- **Try it**: Transcribe, word for word and without additions, each line below from the one containing "345L781 332L763 329L755" through the one containing "positive clicks: (959, 297)", both ends included.

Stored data

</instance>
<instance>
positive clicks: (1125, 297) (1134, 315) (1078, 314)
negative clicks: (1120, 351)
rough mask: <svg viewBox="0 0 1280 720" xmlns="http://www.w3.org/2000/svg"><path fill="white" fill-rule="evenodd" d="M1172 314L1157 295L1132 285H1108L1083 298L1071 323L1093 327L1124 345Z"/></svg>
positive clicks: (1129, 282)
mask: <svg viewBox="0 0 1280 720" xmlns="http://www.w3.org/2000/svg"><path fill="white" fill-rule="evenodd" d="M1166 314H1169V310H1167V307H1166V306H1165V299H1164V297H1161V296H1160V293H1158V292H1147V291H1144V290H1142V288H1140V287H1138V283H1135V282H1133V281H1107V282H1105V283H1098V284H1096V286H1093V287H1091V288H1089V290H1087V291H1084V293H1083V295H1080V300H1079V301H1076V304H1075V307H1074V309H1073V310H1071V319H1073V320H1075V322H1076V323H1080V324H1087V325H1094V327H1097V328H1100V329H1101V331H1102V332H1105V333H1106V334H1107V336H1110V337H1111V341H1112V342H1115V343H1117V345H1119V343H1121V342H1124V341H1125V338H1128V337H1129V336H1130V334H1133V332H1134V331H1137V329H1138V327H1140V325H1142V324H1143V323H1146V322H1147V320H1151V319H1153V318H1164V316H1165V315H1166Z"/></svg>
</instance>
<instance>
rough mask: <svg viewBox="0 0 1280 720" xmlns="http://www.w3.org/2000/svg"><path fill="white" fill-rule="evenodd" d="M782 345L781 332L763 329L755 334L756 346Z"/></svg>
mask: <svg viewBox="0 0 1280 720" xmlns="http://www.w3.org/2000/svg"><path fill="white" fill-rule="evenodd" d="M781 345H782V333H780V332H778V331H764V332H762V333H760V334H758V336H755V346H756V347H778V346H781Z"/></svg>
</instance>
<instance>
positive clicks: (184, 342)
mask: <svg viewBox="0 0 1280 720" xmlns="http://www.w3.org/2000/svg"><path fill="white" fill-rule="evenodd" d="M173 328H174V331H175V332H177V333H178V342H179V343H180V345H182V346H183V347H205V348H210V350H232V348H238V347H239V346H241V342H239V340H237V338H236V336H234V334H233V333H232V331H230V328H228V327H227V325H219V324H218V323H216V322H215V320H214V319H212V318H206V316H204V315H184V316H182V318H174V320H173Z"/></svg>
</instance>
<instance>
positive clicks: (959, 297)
* * *
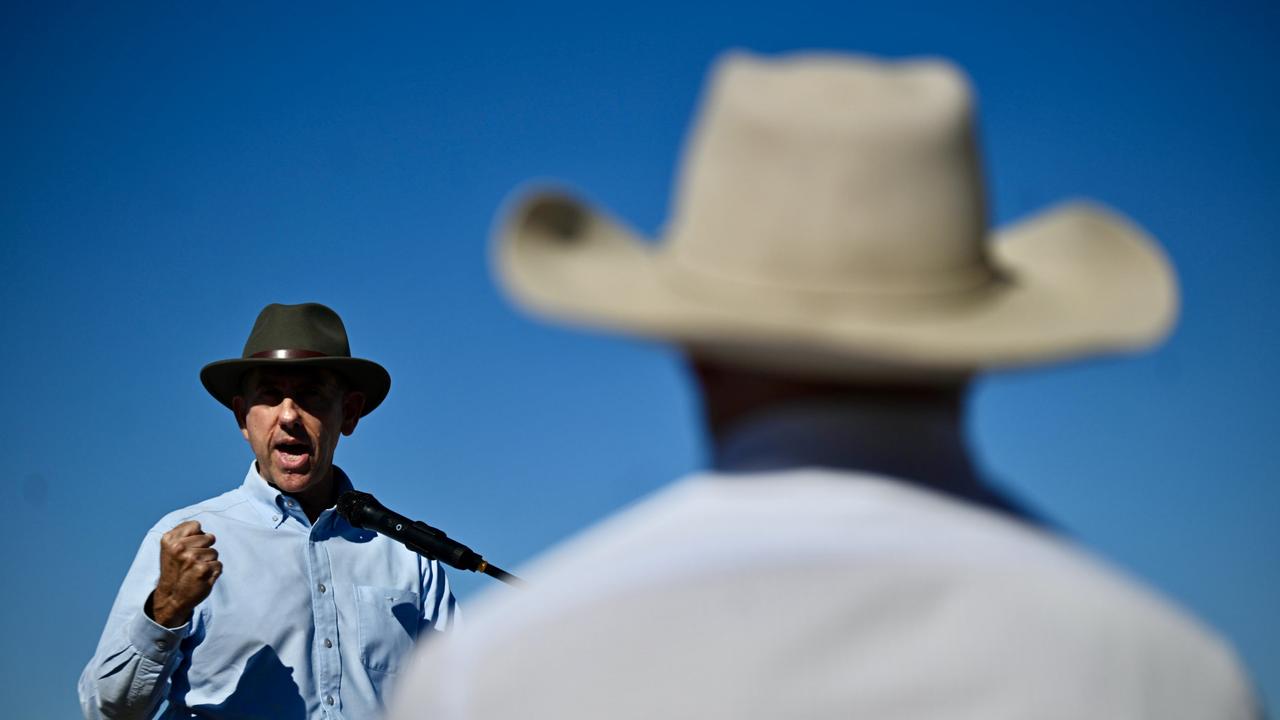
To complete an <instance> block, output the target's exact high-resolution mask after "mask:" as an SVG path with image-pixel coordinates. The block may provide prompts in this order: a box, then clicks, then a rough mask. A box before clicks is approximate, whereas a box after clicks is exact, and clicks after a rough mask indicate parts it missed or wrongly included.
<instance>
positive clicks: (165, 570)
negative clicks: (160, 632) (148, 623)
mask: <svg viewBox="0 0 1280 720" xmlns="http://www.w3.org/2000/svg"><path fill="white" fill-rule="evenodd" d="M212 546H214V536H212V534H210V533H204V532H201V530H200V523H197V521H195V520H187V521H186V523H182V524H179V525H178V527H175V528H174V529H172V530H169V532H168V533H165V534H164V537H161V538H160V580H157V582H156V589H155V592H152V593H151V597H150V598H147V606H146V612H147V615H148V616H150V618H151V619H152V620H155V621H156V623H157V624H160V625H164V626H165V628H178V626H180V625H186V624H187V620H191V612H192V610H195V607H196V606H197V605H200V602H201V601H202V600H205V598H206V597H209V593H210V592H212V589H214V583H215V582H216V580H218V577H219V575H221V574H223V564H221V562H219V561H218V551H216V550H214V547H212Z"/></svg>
--
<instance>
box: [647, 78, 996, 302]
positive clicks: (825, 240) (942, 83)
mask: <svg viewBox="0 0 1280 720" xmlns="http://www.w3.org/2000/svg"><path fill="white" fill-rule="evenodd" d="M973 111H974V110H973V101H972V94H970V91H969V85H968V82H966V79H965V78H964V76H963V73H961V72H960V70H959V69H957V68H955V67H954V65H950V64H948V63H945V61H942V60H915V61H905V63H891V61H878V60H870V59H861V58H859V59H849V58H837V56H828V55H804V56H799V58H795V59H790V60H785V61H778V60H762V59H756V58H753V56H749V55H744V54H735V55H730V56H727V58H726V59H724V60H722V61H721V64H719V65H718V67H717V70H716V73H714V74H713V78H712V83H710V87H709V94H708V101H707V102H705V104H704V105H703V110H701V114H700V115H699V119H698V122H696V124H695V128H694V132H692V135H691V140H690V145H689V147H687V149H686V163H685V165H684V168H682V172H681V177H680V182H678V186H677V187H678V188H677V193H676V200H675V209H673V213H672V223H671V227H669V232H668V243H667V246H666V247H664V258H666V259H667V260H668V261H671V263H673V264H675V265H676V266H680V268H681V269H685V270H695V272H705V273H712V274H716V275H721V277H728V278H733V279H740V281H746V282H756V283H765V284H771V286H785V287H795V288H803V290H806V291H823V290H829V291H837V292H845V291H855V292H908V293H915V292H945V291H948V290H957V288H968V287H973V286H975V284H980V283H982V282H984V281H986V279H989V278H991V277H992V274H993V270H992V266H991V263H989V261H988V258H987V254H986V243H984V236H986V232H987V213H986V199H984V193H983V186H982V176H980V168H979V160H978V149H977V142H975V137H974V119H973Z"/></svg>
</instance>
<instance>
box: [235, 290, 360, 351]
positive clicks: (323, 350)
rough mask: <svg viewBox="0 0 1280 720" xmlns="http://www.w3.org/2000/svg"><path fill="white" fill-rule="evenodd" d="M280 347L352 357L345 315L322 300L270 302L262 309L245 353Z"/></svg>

- **Answer to this problem**:
rough mask: <svg viewBox="0 0 1280 720" xmlns="http://www.w3.org/2000/svg"><path fill="white" fill-rule="evenodd" d="M782 345L781 332L763 329L755 334L756 346Z"/></svg>
mask: <svg viewBox="0 0 1280 720" xmlns="http://www.w3.org/2000/svg"><path fill="white" fill-rule="evenodd" d="M781 345H782V333H780V332H778V331H764V332H762V333H760V334H758V336H755V346H756V347H778V346H781Z"/></svg>
</instance>
<instance>
positive clicks: (184, 342)
mask: <svg viewBox="0 0 1280 720" xmlns="http://www.w3.org/2000/svg"><path fill="white" fill-rule="evenodd" d="M173 328H174V331H175V332H177V333H178V342H179V343H180V345H182V346H183V347H205V348H210V350H232V348H238V347H239V346H241V342H239V340H237V338H236V336H234V334H233V333H232V331H230V328H228V327H227V325H219V324H218V323H216V322H215V320H214V319H212V318H206V316H204V315H184V316H182V318H174V320H173Z"/></svg>
</instance>
<instance>
positive clicks: (959, 297)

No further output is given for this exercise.